## ABOUT THIS TASK
Could you set down exactly the lines of the data below, starting at the one that holds "Target: wet rock" and ending at the one that holds "the form (442,393).", both included, and only those?

## EXERCISE MATERIALS
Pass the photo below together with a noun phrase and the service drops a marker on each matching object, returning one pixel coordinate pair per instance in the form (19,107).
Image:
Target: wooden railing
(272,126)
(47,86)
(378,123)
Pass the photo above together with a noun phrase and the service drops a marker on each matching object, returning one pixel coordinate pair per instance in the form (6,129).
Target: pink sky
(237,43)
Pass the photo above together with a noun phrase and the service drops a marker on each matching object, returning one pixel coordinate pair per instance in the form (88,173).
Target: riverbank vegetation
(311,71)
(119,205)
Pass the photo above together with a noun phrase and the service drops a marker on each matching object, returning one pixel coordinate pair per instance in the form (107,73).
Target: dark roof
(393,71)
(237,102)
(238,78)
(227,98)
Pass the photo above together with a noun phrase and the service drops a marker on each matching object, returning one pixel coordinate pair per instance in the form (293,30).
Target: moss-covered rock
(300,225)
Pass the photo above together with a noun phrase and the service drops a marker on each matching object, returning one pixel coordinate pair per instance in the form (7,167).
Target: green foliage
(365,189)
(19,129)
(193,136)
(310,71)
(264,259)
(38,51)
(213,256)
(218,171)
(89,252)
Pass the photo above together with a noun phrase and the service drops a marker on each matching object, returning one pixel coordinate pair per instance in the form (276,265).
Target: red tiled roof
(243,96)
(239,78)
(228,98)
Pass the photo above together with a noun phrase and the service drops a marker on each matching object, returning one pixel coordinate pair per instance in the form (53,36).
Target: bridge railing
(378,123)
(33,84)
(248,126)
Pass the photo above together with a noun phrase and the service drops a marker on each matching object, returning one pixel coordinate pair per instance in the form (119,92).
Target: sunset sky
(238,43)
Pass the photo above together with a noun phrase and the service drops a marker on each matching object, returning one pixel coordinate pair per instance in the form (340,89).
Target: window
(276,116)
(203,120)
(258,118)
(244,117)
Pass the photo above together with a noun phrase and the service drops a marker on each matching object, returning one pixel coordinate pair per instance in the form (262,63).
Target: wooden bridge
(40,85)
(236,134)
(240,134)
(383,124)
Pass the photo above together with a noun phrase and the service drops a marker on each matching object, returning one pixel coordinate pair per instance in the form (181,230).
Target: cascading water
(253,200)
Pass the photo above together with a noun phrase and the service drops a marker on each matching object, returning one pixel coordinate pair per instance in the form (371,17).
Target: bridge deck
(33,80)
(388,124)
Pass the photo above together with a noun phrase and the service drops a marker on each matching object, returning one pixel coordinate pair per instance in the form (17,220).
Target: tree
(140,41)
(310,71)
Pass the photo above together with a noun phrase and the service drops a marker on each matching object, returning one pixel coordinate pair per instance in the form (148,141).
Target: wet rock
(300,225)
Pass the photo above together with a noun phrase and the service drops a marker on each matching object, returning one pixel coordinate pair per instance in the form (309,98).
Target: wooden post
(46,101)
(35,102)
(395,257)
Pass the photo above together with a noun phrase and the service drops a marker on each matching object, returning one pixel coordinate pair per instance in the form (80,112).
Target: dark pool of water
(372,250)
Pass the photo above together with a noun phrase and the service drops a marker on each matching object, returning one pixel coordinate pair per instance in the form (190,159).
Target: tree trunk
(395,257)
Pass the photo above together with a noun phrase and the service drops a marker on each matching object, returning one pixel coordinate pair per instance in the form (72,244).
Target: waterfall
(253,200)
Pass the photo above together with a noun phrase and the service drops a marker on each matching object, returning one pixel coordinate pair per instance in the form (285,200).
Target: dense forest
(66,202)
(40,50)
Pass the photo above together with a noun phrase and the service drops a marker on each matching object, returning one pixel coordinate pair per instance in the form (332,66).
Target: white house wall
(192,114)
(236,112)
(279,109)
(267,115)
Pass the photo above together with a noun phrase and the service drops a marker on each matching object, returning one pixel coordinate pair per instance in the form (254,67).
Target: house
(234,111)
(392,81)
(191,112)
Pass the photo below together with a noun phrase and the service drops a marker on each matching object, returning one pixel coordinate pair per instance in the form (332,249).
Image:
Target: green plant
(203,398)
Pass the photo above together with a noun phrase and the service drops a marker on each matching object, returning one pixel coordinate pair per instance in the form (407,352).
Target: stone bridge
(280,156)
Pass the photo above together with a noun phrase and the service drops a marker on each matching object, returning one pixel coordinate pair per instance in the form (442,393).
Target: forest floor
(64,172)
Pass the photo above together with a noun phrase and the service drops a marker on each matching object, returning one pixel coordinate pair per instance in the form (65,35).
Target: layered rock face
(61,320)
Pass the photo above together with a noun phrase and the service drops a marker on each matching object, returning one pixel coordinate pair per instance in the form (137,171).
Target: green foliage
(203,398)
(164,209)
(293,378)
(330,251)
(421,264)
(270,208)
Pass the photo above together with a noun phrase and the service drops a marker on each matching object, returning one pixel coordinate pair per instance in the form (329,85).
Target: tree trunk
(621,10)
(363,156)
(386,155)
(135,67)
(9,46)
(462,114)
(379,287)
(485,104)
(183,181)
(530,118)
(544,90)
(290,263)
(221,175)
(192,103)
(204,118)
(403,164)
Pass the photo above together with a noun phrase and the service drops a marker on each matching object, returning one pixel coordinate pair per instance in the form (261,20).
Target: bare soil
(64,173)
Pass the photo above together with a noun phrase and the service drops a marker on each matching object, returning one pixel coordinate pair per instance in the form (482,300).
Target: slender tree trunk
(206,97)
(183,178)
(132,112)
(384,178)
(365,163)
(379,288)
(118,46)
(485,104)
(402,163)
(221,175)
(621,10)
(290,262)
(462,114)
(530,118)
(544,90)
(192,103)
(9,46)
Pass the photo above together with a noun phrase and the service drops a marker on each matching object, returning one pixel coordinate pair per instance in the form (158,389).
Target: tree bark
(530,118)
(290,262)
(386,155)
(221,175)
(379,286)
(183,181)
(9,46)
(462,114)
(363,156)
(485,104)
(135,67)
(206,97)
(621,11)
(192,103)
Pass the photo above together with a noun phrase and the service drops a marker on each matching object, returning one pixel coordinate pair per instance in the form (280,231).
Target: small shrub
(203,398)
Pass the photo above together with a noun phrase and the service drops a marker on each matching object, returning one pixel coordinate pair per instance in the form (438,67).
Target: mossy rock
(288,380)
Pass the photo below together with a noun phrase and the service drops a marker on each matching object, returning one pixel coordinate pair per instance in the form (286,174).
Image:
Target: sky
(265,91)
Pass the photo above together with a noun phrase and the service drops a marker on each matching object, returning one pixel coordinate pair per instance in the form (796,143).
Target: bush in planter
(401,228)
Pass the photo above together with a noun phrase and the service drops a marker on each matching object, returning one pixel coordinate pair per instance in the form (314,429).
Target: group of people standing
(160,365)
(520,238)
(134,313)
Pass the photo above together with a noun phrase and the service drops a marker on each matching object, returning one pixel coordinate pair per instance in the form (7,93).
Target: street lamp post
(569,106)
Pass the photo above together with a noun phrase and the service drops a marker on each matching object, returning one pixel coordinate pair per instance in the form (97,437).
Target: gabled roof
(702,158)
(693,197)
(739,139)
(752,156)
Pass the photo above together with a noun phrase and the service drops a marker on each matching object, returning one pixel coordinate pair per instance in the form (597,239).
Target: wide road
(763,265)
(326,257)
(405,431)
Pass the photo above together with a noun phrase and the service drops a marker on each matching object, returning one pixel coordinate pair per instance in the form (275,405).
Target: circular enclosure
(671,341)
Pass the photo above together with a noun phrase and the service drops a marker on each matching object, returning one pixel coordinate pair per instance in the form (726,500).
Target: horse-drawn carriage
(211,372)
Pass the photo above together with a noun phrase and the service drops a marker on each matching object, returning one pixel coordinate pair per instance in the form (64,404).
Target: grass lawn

## REPLY TO THE EXERCISE
Target: wet rock
(300,225)
Pass the photo above together with a noun phrase and the service drops a marker on each matching object, returning one pixel coordinate pair per instance in the form (309,98).
Target: wooden post
(46,101)
(35,102)
(395,257)
Pass the photo above together with a noun phrase and the service drops a marker on each matching object, returning one pixel coordinate pair per instance in the form (80,112).
Target: dark pool of water
(372,250)
Pass the photo above together with a noun phrase and the service drops a marker on each matching object, returning one pixel coordinate pair per instance in the form (190,159).
Target: tree trunk
(395,257)
Pass the photo above together with a noun phrase and the service drops a marker on each matching object, returning one pixel coordinate pair per instance in the form (72,244).
Target: waterfall
(253,200)
Pass the photo above together with a noun phrase and the service drops a marker on each matching object, returning one pixel coordinate pair per instance in the form (285,200).
Target: dense forest
(66,202)
(40,50)
Pass the photo above together with a noun phrase and the service drops a marker on each matching object, returning one pixel coordinate pair per instance in the form (332,66).
Target: white house wall
(192,114)
(236,112)
(279,109)
(267,115)
Pass the photo above together with a noun phrase and the service drops a marker on each matching object, returning one pixel coordinate pair per instance in the form (254,67).
Target: house
(234,111)
(392,81)
(191,112)
Pass the photo below together with a noun phrase and the service drops a marker on each matching object, returning one pixel coordinate pair per instance in the form (332,249).
Image:
Target: green plant
(203,398)
Pass the photo above together with a noun phrase and the service drops a marker on each matching object, returning one pixel coordinate pair per instance in the form (407,352).
Target: stone bridge
(280,156)
Pass the photo above together with a noun phrase and the service drops a marker on each matching object, returning one pixel coordinate pair per instance in the form (442,393).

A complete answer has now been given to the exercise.